:: What this task involves ::
Reproduce the whole recollection about the message-classification startup below, word for word and with no changes.

:: Passage provided ::
━━━━━━━━

The technology was essentially bulk message classification at the ISP/mail server level (though could be adapted to SMS carriers), clustering together similar messages through several statistical techniques, like looking for similarities in the message bodies and headers. They filed a bunch of patents and was making a MVP to try to sell the tech directly to ISPs.

A couple years in, they weren't getting any bites -- this was also right around the time Gmail first came out and really "disrupted" the email space, so poor timing -- and I think the investors were getting concerned.

I remember one morning, we were standing outside in the garden (our office was just a repurposed residential home in a suburb of Los Angeles). It was a beautiful day and one of the founders had good news to share about a possible sales lead. He was glowing with excitement and mentioned that some of his contacts in China had expressed interest in the technology, on behalf of the government there. This was around the time the Great Firewall was being developed, so maybe that was part of the draw (my speculation).

I blinked, surprised. Up to that moment, the founder seemed like a perfectly normal, bright, wizened old sys-admin type geek. Imagine Richard Stallman, but in a business suit. I looked up to him. It was hard to reconcile the idea that man I had worked for the last couple years, who treated us all well and always had a smile and a joke handy, was about to sell us all out.

My (flawed) recollection of the convo:

"Wait, what? You're... you're going to sell the technology to China? Not to an email provider there, but the government itself...?"

━━━━━━━━

:: Extracted information ::
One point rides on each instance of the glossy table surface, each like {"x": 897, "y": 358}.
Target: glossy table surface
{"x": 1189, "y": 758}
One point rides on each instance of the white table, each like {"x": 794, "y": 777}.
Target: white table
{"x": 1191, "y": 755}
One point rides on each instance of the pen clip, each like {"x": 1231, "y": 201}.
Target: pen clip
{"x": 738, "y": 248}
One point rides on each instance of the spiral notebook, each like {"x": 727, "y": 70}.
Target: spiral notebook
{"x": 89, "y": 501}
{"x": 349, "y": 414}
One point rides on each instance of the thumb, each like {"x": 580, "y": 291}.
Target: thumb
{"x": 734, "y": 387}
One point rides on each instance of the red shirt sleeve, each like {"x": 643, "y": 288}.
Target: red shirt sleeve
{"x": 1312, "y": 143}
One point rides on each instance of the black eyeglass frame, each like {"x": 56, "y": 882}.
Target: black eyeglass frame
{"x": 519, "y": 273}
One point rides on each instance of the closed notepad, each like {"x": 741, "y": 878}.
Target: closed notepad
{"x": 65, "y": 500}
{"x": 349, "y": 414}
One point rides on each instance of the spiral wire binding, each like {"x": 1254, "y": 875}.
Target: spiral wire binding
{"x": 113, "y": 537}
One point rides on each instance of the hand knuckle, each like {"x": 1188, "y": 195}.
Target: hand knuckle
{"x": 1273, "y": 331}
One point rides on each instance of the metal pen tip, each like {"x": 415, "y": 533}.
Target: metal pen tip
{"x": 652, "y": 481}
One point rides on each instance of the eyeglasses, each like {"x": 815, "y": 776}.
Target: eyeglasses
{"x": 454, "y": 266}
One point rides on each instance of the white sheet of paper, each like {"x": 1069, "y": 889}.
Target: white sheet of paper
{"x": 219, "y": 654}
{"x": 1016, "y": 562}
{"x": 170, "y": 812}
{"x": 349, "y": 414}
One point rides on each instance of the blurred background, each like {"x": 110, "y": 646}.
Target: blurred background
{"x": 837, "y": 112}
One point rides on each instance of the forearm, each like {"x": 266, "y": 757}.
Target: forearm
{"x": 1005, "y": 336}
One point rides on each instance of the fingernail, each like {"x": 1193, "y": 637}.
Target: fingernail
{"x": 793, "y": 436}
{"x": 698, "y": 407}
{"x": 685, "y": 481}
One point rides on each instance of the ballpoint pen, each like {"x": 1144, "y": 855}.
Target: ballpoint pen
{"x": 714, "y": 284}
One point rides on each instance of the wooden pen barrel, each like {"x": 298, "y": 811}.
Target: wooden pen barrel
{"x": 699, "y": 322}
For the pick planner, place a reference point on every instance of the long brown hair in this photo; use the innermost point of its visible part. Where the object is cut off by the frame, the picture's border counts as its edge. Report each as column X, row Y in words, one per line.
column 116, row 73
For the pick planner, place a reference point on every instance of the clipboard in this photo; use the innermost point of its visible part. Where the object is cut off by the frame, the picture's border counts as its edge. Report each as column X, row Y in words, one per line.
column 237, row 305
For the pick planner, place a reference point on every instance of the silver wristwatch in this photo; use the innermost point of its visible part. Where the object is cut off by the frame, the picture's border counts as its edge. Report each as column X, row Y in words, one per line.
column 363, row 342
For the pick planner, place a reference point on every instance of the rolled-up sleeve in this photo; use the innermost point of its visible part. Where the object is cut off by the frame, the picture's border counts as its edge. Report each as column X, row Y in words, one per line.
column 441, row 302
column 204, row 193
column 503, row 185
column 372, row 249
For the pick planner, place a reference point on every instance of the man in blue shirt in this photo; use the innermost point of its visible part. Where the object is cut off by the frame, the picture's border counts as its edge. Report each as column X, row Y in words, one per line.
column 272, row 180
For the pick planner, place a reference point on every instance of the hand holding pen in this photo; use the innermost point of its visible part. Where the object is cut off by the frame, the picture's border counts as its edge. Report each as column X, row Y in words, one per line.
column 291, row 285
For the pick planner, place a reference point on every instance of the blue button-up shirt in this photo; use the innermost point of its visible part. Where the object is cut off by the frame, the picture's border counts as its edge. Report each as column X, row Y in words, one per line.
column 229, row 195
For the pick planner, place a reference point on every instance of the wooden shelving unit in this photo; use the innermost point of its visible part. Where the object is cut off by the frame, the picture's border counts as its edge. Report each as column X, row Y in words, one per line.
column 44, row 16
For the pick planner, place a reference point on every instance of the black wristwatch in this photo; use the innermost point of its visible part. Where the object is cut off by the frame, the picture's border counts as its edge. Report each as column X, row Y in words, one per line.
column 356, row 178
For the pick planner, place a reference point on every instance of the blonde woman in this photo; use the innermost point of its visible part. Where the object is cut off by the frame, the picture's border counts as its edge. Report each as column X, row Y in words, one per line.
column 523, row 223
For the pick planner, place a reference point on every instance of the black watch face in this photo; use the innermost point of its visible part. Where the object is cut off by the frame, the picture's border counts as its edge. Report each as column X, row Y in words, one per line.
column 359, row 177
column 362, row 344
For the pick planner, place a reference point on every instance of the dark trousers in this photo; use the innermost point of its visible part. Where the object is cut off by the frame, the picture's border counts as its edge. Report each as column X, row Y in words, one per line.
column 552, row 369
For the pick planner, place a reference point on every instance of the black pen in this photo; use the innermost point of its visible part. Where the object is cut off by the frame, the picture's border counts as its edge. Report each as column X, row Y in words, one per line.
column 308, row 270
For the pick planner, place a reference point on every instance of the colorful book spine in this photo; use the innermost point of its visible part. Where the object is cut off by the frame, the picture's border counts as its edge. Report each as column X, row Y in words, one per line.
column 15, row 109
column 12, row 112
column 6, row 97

━━━━━━━━

:: Solution to the exercise ::
The technology was essentially bulk message classification at the ISP/mail server level (though could be adapted to SMS carriers), clustering together similar messages through several statistical techniques, like looking for similarities in the message bodies and headers. They filed a bunch of patents and was making a MVP to try to sell the tech directly to ISPs.

A couple years in, they weren't getting any bites -- this was also right around the time Gmail first came out and really "disrupted" the email space, so poor timing -- and I think the investors were getting concerned.

I remember one morning, we were standing outside in the garden (our office was just a repurposed residential home in a suburb of Los Angeles). It was a beautiful day and one of the founders had good news to share about a possible sales lead. He was glowing with excitement and mentioned that some of his contacts in China had expressed interest in the technology, on behalf of the government there. This was around the time the Great Firewall was being developed, so maybe that was part of the draw (my speculation).

I blinked, surprised. Up to that moment, the founder seemed like a perfectly normal, bright, wizened old sys-admin type geek. Imagine Richard Stallman, but in a business suit. I looked up to him. It was hard to reconcile the idea that man I had worked for the last couple years, who treated us all well and always had a smile and a joke handy, was about to sell us all out.

My (flawed) recollection of the convo:

"Wait, what? You're... you're going to sell the technology to China? Not to an email provider there, but the government itself...?"